### GIVEN RECORDS:
+===+

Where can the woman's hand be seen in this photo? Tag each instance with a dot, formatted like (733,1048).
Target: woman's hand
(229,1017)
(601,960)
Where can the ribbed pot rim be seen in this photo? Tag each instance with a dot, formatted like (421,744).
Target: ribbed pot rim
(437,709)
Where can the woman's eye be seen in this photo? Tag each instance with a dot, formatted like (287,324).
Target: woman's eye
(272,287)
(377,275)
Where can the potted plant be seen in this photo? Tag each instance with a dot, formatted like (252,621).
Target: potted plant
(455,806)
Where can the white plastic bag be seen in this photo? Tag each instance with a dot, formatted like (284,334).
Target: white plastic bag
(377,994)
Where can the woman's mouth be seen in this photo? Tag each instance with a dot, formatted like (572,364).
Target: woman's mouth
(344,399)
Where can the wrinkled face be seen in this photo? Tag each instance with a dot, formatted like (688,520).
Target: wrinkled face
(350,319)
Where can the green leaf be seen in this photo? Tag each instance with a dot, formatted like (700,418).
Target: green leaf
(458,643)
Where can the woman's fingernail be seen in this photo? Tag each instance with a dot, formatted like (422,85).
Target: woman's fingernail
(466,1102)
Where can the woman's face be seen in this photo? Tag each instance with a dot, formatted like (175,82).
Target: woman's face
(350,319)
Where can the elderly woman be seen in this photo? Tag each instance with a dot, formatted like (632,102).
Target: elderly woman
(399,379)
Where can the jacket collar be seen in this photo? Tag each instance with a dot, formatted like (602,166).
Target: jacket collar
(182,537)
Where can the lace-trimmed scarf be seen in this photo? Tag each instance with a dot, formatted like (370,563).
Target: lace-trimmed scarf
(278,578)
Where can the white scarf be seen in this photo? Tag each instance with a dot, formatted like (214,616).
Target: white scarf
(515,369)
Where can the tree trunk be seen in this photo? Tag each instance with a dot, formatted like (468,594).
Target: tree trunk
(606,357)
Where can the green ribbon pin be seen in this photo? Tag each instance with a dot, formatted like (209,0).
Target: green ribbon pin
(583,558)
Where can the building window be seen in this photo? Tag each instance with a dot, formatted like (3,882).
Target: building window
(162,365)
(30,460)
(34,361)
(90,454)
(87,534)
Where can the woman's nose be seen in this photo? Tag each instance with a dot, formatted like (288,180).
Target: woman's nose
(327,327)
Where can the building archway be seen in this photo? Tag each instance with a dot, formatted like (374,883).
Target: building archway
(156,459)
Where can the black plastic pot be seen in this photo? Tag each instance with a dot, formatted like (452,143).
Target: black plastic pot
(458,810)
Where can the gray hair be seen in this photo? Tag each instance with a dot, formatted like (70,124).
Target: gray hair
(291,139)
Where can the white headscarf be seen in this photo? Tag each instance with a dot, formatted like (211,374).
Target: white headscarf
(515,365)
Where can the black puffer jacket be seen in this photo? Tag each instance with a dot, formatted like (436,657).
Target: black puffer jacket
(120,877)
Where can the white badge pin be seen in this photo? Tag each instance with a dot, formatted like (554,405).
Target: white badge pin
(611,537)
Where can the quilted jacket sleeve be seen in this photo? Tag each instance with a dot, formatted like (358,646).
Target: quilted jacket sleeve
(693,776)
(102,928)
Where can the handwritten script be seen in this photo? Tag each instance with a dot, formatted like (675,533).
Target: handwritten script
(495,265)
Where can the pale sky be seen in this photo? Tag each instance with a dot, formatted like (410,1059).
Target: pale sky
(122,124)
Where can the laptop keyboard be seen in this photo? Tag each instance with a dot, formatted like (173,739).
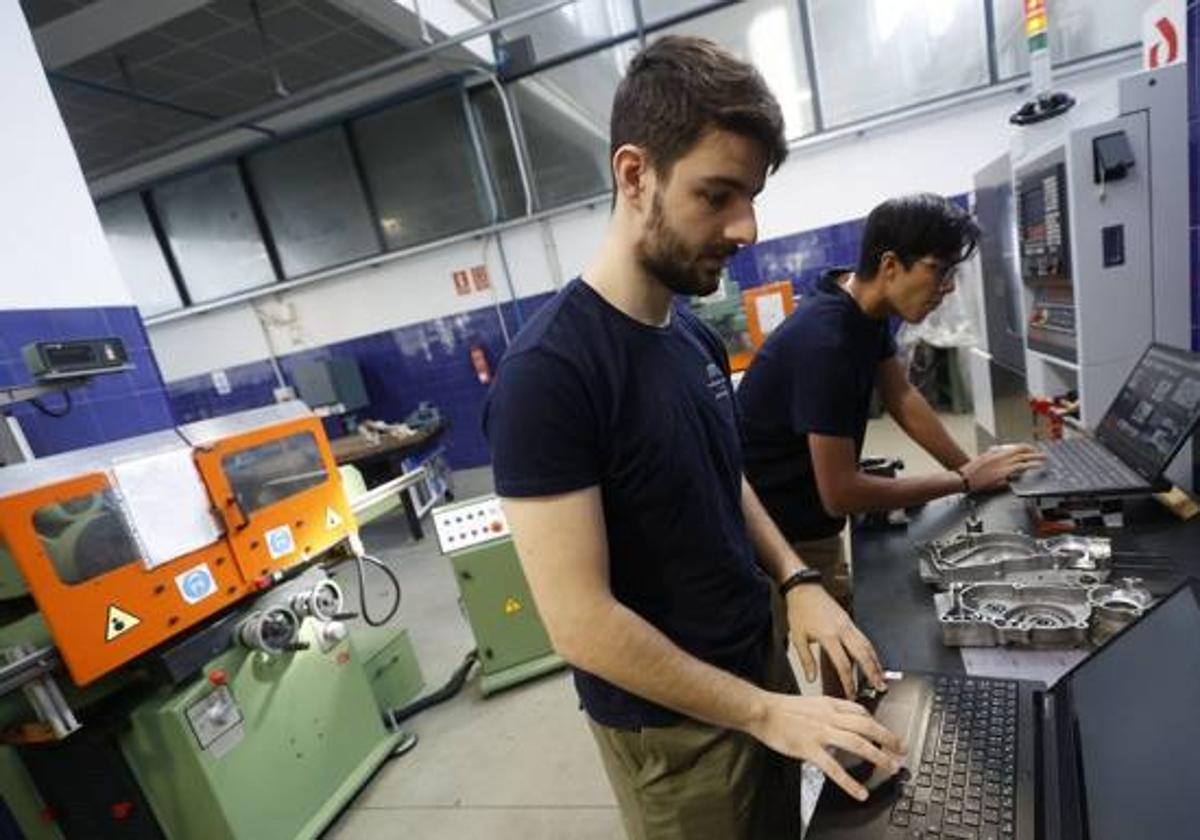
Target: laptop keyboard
(966,781)
(1080,463)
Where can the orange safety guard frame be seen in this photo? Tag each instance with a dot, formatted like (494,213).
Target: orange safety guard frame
(78,615)
(749,301)
(316,519)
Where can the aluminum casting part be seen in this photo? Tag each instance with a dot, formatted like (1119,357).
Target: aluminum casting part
(1037,616)
(1012,556)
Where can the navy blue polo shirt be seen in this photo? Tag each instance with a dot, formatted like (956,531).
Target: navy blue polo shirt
(588,396)
(814,375)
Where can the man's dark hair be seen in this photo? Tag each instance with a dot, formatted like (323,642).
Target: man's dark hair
(678,88)
(915,227)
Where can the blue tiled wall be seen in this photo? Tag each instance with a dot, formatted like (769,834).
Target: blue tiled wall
(1194,161)
(427,361)
(112,406)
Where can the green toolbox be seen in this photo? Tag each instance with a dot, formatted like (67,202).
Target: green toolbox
(511,640)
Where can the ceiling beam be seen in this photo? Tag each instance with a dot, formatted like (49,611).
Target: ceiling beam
(103,24)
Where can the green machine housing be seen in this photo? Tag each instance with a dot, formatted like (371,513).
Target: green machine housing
(247,745)
(509,634)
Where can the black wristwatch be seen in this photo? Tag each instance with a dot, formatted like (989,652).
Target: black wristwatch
(798,577)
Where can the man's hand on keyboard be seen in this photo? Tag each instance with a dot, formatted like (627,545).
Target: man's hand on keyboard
(999,465)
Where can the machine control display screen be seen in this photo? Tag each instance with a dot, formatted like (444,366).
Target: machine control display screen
(1156,409)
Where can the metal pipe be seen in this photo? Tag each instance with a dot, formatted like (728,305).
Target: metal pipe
(329,88)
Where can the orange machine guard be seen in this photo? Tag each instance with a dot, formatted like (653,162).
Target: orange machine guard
(292,529)
(109,616)
(108,619)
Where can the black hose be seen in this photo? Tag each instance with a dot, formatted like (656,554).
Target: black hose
(453,687)
(363,589)
(54,413)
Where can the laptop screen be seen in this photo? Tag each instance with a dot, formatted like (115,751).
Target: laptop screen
(1157,408)
(1137,705)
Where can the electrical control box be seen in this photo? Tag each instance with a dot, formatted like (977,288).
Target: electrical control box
(48,360)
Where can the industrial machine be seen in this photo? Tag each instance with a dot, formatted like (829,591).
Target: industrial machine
(1093,223)
(510,637)
(177,659)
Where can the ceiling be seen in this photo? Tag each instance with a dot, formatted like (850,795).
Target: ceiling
(172,67)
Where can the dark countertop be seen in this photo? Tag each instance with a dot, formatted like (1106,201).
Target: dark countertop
(895,609)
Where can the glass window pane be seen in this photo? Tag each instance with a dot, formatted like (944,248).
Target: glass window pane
(766,33)
(1078,29)
(271,472)
(420,168)
(313,202)
(213,233)
(85,537)
(562,30)
(877,55)
(564,115)
(138,255)
(660,10)
(499,151)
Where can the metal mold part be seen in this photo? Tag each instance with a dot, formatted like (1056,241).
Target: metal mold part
(1015,557)
(1037,616)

+===+

### DESCRIPTION OF THE TASK:
Could you write out every item above word for word, leaving out the pictures?

### FINISHED EXERCISE:
Where can the woman's hand be seen in this photo? Tag each instance with a dot, formatted like (733,1048).
Target: woman's hand
(229,1017)
(601,960)
Where can the ribbed pot rim be seen in this photo? Tag each instance with a dot, formatted like (421,744).
Target: ribbed pot rim
(437,709)
Where can the woman's eye be seen in this photo? Tag each instance with a dot, formatted like (287,324).
Target: woman's eye
(272,287)
(377,275)
Where can the potted plant be seen in this photo? Tag each instance with a dot, formatted like (252,621).
Target: potted plant
(455,806)
Where can the white plastic bag be seen in this photo? Tag each instance with a dot, formatted like (284,334).
Target: white plastic bag
(377,994)
Where can the woman's mouth be seen in this photo? Tag each instance with a dot, formatted like (572,364).
Target: woman's mouth
(344,399)
Where can the wrinkled face be seen in this photo? Tag each instance with a dot, formatted like (688,520).
Target: wrinkled face
(350,319)
Where can the green leaf be seen in this photo? Tag each instance with a dot, formatted like (700,418).
Target: green leaf
(458,643)
Where can the woman's fingernail be seen in this photo? Tag each instance with a dot, formatted like (422,85).
Target: woman's fingernail
(466,1102)
Where can the woman's face be seen in this photo? Tag each instance with a dot, formatted like (175,82).
Target: woman's face
(350,319)
Where can the elderly woman be seen in this photo? Tag each instance with a dot, formatted like (632,102).
Target: elderly woman
(399,379)
Where can the jacket collar be seen in this photo? Tag each instance with a dot, formatted like (602,166).
Target: jacket collar
(182,537)
Where can the lace-trimmed scarf be seen in this photo? Tag each instance with a dot, formatted like (370,563).
Target: lace-trimmed scarf
(278,578)
Where can the white scarf be seen in this photo? Tag each instance with a dot, formatted like (214,616).
Target: white scarf
(515,369)
Where can the tree trunk be seen in this photo? Tag each instance with a dot, formatted like (468,594).
Target: tree trunk
(606,357)
Where can the green ribbon pin be seen in this photo? Tag each instance with a dot, formatted like (209,0).
Target: green ribbon pin
(583,558)
Where can the building window be seen in this photo? Tag each instance with a dot, formatted like (3,882).
Target: building window
(162,365)
(30,460)
(34,361)
(90,454)
(87,534)
Where can the woman's nose be seen in this photo? Tag each instance with a dot, formatted like (288,180).
Target: woman's nose
(327,327)
Where can the building archway be seen in this photo? Tag each instance with a dot, formatted like (374,883).
Target: building archway
(156,459)
Where can the black plastic pot be seen in this photo? Tag each instance with a dot, formatted like (452,143).
Target: black plastic pot
(458,810)
Where can the gray hair be seen in this photo? Tag each instance with a dot, formatted like (70,124).
Target: gray hair
(291,139)
Where can the white headscarf be seen in this photo? Tag each instance with a dot, formatted like (211,374).
Target: white headscarf
(515,365)
Where can the black puffer jacket be seen in this photo? Tag each instance with a dot, formatted like (436,657).
Target: black puffer jacket
(120,877)
Where can the white badge pin be seen in this photo? Tag each instance with a dot, formatted like (554,405).
Target: white badge pin
(611,537)
Where can the quilted jacket sleeve be seen in this photo? Tag each instance with a dot, formatted like (358,646).
Target: quilted jacket sleeve
(693,776)
(102,928)
Where can the handwritten script be seen in this photo? Tag each instance with a dot, formatted like (675,533).
Target: handwritten script
(495,265)
Where can the pale sky be seen in this photo? Tag each instance with a dot, formatted like (410,1059).
Target: pale sky
(122,124)
Where can the laptop keyboard be seen in this photo? Tag each instance with a dot, formatted like (173,739).
Target: laptop keyboard
(966,781)
(1080,463)
Where can the orange safety guard frame be seen in this photo? Tag each instance with a dot, formatted like (494,213).
Target: orange safety guard frame
(78,615)
(749,301)
(316,519)
Where can the aluminum casting part be seen in this photo? Tag each instance with a dot, formatted like (1119,357).
Target: aluminum casting part
(1037,616)
(1012,556)
Where can the navy blue polo shirt be seen in this photo? Tag each instance with a dot, formatted like (956,531).
Target: navy blue polo shirt
(588,396)
(814,375)
Where can the man's dark hair be seen in this photo? Tag each instance with a dot, formatted like (323,642).
Target: man's dark hair
(678,88)
(915,227)
Where can the blue tiled wall be seen in this photo? Tag each instance with a dot, formatted like (769,834).
Target: blue tiled wall
(1194,161)
(427,361)
(112,406)
Where can the green toolbox be seen in this photo? Tag each instance with a dot, formatted like (67,202).
Target: green toolbox
(511,640)
Where can the ceiling beam be seen in this photo? Tag each instance with a dot, formatted like (49,611).
Target: ceiling beam
(103,24)
Where can the green machine housing be seen in this photo? Tag each instance with a dot, formatted like (371,513).
Target: green machine housing
(247,745)
(509,634)
Where can the black wristwatch be seen in this photo? Tag each instance with a dot, formatted like (989,652).
Target: black wristwatch
(798,577)
Where can the man's hand on keyboard be seen in this photo? Tag each instance with a dot, formatted like (627,545).
Target: man's hand on keyboard
(999,465)
Where can the machine control display screen be seen in this photo? Tag each instance with a dot, formatted like (444,366).
Target: machine control display screen
(1156,409)
Where can the metal pipe be seen in this photo? Tag each instance with a dot, formatted like (728,305).
Target: metal pipe
(329,88)
Where can the orange machine guard be seen in this photo? Tag each instance with a dot, formatted like (653,162).
Target: orange machine guard
(292,529)
(109,616)
(108,619)
Where can the black hose be seen in this photo? Tag each instance with a dot, formatted like (656,554).
Target: black hose
(453,687)
(363,589)
(54,413)
Where can the laptop screen be seen in this photo? Tag each instance with a dot, formatted like (115,751).
Target: laptop screen
(1157,408)
(1137,705)
Where can the electrical control box be seen in this photo? Tag each instance with a dot, formatted like (977,288).
Target: electrical control box
(48,360)
Where can the industrial machine be seen in this photo? Tag each instance with a dot, formatted like (829,591).
Target: industrial machine
(1093,223)
(510,637)
(177,659)
Where can the ceiling be seen in this photo? Tag each instance with a dot, formatted like (850,795).
Target: ceiling
(172,67)
Where can the dark countertop be seen in this photo? Tag each instance with a dot, formatted like (1106,201).
Target: dark countertop
(895,609)
Where can the glass window pane be seen in this photo? Tag each instance with a dot, formatted like (944,248).
Target: glass window pane
(766,33)
(1078,29)
(271,472)
(420,168)
(313,202)
(213,233)
(85,537)
(562,30)
(877,55)
(564,115)
(138,255)
(660,10)
(499,151)
Where can the metal mold part be seen in this photo? Tag each instance with a dot, formatted like (1056,241).
Target: metal mold part
(1015,557)
(1037,616)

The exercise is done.